→ **Teks Sumber**:
------------------------------------

Gunung Abu Qubais |
Saat itu merupakan
salah satu saat terberat bagi teladan kita. 70 sahabatnya terbunuh, salah satunya berdiri di harapan beliau sebagai tameng dari panah-panah yang dilepaskan kepadanya, barisan muslim porak poranda, menancap di pelipisnya tiga
cincin besi yang membuat darah mengucur, ditambah dengan syahidnya paman yang
beliau cintai oleh tombak Wahsy. Bukit Uhud saat itu menjadi saksi dari salah satu peristiwa menyejarah bagi kita yang
banyak memberikan pelajaran akan pentingnya sebuah ketaatan kepada pemimpin.
Suatu ketika, ibunda kita 'Aisyah yang tengah
bersandar di bahu teladan kita bertanya, “Wahai Rasulullah, pernahkah kaualami
hari yang lebih berat daripada ketika uhud?”
Rupanya masih ada saat yang lebih berat dari peristiwa di bukit Uhud itu. Apa jawab beliau?
Meski sudah mengalami berbagai
saat berat dalam jalan dakwahnya, kehilangan banyak orang yang beliau
cintai, namun jawab beliau bukanlah ‘aamul
huzni, saat dimana beliau harus kehilangan Khadijah dan Abu Thalib, Bukan pula saat beliau kehilangan kedua orang tua yang amat beliau cintai. Teladan kita bercerita:
“Aku mendatangi para pemimpin Thaif; Abdu Yalali ibn 'Amr, Mas’ud ibn 'Amr dan Hubaib ibn 'Amr AtsTsaqafy untuk mengajak mereka kepada Allah. Salah seorang diantara mereka berkata, ‘Tirai Kabah tersobek jika sampai Allah mengutus seorang Rasul!’, yang berikutnya berucap, ‘Apakah Tuhanmu tidak punya orang lain untuk diutus?!’, dan yang terakhir berujar, ‘Aku tak mau berbicara denganmu! Jika kau benar-benar Rasul, aku khawatir mendustakanmu. Jika bukan Rasul, maka tak layak Aku berbicara dengan seorang pendusta!’
Abu Qubais dan Qa’aiqa’an, disebut juga sebagai Akhsyabain adalah
nama dari sepasang gunung yang berada di dekat Thaif kala itu. Melihat
Rasulullah terluka dan berjalan tertatih-tatih, bercak merah dari luka yang mulai mengering melumuri kakinya yang mulia, malaikat Jibril pun datang bersama dengan malaikat penjaga gunung untuk membantu beliau.

------------------------------------

→ **Daftar Data**:

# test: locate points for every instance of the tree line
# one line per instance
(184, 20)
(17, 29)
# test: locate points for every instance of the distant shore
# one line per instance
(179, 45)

------------------------------------

→ **Tugas Tertulis A**:
Menurut teks tentang Gunung Abu Qubais, apa nama sepasang gunung yang disebut juga sebagai Akhsyabain?
→ **Tugas Tertulis B**:
Lanjutkan teks tentang Gunung Abu Qubais dari bagian terakhir yang tertulis.

→ **Hasil Tugas A**:
Abu Qubais dan Qa'aiqa'an.

→ **Hasil Tugas B**:
“Wahai Rasulullah,” ucap malaikat penjaga
gunung, “Ya Nabiyallah, ya Habiballah perintahkanlah,
maka Aku akan membalikkan gunung akhsyabain ini agar menimpa dan menghancurkan
mereka yang tealh ingkar, mendustakan, menista , mengusir dan menyakitimu.”
Lalu kita semua pun mengenal jawaban beliau yang terekam baik dalam sejarah. Jika saja saat itu kita yang diberikan tawaran itu apakah yang akan kita lakukan? Mungkin mengiyakan tawaran dari malaikat penjaga gunung hingga terobati sudah semua lelah, luka dan kesakitan yang kita alami kala itu. Hancurlah Thaif dan puaslah kita melihat merek diadzab oleh Allah melalui malaikat penjaga gunung, akan tetapi...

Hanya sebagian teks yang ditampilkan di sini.